_PROBLEM TO WORK ON:_ Summarize the excerpted text in three sentences.

_EXCERPTED TEXT:_
────────

They would be the shepherds over us, their sheep. Certainly such an arrangement presupposes that they are naturally superior to the rest of us. And certainly we are fully justified in demanding from the legislators and organizers proof of this natural superiority.

 

Quote of the Day

This comes from Robert Nozick, pages 149-150 in Anarchy, State, and Utopia:

The term “distributive justice” is not a neutral one. Hearing the term “distribution, ” most people presume that some thing or mechanism uses some principle or criterion to give out a supply of things. Into this process of distributing shares some error may have crept. So it is an open question, at least, whether redistribution should take place; whether we should do again what has already been done once, though poorly. However, we are not in the position of children who have been given portions of pie by someone who now makes last minute adjustments to rectify careless cutting. There is no central distribution, no person or group entitled to control all the resources, jointly deciding how they are to be doled out. What each person gets, he gets from others who give to him in exchange for something, or as a gift. In a free society, diverse persons control different resources, and new holdings arise out of the voluntary exchanges and actions of persons. There is no more a distributing or distribution of shares than there is a distributing of mates in a society in which persons choose whom they shall marry. The total result is the product of many individual decisions which the different individuals involved are entitled to make.

Hayek on Rule of Law

[U]nder the Rule of Law the government is prevented from stultifying individual efforts by ad hoc action. Within the known rules of the game the individual is free to pursue his personal ends and desires, certain that the powers of government will not be used deliberately to frustrate his efforts.

Now ponder that in light of what is happening in Cyprus.

────────

_SUPPLIED INFORMATION:_
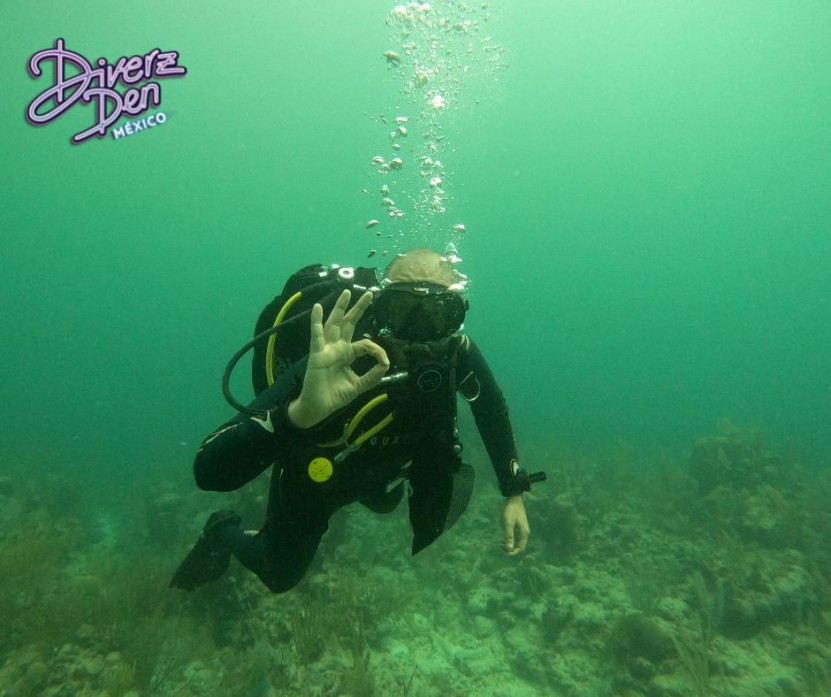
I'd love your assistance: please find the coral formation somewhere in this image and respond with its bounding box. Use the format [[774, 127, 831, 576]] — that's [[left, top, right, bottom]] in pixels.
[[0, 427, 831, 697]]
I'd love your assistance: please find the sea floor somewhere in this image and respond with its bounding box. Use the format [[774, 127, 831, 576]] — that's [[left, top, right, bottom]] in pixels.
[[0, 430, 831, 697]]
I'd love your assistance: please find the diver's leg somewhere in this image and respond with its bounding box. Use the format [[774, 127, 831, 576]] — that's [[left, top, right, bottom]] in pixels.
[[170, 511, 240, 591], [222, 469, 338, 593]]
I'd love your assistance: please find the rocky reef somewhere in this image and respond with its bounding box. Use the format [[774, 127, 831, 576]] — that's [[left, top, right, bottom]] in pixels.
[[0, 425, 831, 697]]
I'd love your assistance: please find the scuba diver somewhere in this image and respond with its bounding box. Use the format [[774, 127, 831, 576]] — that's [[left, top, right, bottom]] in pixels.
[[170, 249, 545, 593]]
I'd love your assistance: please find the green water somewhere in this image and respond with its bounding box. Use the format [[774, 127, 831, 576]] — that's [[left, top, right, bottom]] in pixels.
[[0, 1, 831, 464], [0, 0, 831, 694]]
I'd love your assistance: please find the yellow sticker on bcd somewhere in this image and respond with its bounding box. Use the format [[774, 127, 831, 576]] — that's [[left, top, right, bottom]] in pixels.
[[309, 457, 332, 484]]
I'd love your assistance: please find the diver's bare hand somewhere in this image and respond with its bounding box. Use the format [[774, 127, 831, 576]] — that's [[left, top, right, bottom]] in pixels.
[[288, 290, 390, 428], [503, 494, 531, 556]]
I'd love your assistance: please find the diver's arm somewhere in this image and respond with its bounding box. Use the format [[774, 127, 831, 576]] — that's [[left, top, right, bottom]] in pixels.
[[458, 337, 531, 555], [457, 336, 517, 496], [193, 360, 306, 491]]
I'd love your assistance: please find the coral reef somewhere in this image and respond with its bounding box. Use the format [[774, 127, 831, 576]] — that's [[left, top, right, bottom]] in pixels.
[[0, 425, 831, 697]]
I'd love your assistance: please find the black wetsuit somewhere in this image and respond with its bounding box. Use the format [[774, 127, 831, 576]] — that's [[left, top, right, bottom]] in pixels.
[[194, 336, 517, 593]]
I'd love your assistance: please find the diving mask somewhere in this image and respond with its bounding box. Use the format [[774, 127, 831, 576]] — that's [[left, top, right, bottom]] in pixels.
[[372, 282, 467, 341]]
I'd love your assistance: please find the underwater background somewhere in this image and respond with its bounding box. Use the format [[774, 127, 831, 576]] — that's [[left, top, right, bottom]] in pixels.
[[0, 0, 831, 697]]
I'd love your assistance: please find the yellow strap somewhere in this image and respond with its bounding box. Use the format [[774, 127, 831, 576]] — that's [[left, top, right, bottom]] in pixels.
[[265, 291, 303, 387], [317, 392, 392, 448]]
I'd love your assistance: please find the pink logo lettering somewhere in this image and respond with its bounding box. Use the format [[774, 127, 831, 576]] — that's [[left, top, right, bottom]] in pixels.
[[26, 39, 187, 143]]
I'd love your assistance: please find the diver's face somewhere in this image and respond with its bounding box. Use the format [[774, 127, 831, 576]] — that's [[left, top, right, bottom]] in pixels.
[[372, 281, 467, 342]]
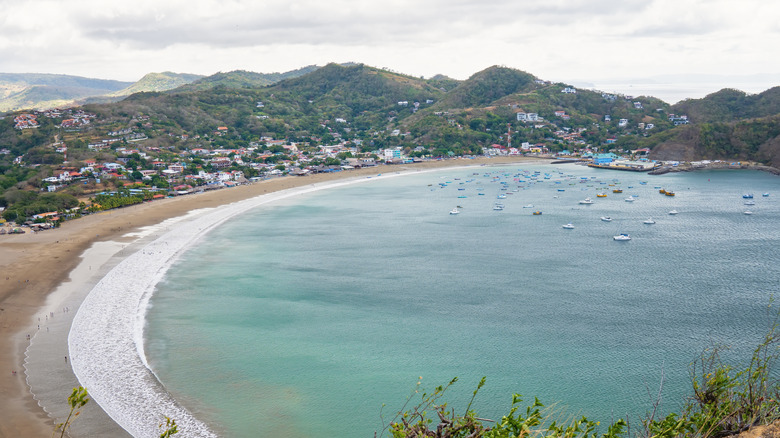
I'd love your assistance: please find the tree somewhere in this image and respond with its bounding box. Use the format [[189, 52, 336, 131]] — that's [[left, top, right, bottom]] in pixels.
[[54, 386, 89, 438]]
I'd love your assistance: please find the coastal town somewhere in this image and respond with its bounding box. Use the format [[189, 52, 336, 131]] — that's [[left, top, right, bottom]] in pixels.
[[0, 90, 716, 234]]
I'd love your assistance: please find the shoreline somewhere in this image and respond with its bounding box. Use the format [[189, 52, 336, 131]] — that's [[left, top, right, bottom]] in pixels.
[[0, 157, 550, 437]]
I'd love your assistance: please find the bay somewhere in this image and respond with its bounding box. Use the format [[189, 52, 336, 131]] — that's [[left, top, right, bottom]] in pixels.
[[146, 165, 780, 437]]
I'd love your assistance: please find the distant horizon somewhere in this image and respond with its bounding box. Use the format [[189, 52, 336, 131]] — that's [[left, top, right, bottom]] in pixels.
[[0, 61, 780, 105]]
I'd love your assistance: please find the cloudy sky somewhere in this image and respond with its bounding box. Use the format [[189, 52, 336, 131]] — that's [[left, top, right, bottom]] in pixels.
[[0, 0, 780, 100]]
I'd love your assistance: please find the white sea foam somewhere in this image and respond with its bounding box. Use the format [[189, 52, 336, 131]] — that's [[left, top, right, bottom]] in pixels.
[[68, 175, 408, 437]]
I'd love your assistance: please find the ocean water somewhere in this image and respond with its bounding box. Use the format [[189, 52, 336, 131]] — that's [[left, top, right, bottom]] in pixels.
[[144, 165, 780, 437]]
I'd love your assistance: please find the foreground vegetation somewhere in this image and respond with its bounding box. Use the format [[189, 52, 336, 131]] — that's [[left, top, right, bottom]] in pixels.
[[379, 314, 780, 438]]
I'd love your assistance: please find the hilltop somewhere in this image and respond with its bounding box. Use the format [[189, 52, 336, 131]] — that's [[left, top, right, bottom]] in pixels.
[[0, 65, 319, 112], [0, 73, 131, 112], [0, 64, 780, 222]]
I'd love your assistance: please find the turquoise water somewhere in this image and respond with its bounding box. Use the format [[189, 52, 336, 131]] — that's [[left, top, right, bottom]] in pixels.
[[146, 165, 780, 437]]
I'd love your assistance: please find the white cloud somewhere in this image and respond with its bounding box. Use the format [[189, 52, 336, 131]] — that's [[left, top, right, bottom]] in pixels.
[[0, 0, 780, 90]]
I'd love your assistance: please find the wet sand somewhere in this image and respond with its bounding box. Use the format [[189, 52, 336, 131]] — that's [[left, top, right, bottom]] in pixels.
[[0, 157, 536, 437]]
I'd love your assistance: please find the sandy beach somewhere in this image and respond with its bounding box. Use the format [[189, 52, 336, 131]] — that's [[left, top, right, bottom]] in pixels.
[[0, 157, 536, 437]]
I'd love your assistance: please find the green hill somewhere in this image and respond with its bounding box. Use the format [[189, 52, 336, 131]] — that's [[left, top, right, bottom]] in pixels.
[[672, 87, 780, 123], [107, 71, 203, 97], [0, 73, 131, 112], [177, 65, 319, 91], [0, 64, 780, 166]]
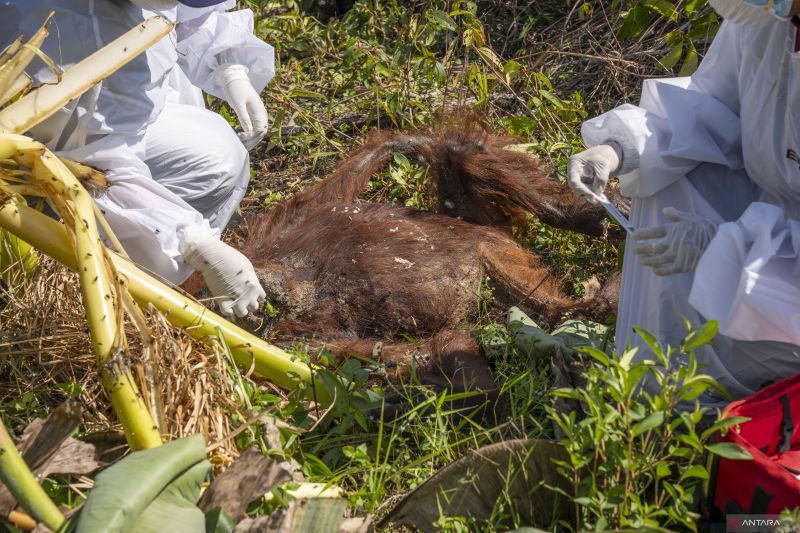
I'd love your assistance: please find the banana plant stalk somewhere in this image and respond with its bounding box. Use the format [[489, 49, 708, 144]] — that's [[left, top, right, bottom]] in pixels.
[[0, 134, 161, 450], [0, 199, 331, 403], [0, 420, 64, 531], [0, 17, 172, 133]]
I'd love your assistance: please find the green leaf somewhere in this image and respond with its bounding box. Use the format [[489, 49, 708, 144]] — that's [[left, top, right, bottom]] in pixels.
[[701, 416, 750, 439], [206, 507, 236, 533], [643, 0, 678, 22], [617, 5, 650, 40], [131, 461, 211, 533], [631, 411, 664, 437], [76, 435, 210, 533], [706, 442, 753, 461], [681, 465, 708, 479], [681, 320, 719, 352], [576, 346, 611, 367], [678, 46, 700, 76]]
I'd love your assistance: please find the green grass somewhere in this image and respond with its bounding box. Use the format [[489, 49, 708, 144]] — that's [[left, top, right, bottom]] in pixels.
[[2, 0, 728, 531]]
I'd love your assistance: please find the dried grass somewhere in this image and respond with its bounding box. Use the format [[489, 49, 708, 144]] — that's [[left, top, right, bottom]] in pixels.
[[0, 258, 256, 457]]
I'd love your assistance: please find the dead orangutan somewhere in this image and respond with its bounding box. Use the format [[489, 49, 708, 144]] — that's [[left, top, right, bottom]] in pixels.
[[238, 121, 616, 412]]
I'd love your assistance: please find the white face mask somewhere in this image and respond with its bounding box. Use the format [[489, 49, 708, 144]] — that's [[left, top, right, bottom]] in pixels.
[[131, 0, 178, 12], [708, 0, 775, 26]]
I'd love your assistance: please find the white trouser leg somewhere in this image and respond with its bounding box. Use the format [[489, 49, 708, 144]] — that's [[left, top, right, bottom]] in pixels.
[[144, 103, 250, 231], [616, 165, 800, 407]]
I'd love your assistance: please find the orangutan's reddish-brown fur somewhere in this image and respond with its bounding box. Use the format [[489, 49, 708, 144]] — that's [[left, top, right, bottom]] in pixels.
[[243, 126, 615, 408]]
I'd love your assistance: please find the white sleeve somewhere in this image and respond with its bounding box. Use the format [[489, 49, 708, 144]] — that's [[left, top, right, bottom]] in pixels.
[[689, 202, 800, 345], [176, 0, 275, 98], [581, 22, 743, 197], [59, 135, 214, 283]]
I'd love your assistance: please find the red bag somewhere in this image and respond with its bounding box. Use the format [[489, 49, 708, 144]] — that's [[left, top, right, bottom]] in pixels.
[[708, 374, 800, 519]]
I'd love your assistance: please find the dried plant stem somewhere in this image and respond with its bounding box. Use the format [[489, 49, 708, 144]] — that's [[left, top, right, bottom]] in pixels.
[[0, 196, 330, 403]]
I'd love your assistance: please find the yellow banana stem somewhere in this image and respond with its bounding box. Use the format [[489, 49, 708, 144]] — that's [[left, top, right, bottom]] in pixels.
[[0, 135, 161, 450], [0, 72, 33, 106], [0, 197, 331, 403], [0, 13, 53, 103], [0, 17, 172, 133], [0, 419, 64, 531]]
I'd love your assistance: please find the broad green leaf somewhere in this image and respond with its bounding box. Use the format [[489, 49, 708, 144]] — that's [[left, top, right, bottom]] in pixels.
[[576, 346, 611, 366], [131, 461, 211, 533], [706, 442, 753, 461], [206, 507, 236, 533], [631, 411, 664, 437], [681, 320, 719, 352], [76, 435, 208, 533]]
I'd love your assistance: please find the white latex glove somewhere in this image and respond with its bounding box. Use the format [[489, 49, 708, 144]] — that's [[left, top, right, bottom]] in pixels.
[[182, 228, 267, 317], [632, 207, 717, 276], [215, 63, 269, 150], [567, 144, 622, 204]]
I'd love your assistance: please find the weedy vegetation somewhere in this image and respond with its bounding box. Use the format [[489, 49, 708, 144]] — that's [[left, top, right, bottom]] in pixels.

────────

_TASK RESULT:_ The opening passage says that those who would be shepherds over the rest presuppose their own natural superiority, and that we are justified in demanding proof of it. A passage from Robert Nozick's Anarchy, State, and Utopia argues that "distributive justice" is not a neutral term, because in a free society there is no central distribution and holdings arise from voluntary exchanges, gifts, and many individual decisions. A passage headed "Hayek on Rule of Law" holds that the Rule of Law prevents government from frustrating individual efforts by ad hoc action, and the text closes by calling for reflection on this in light of what is happening in Cyprus.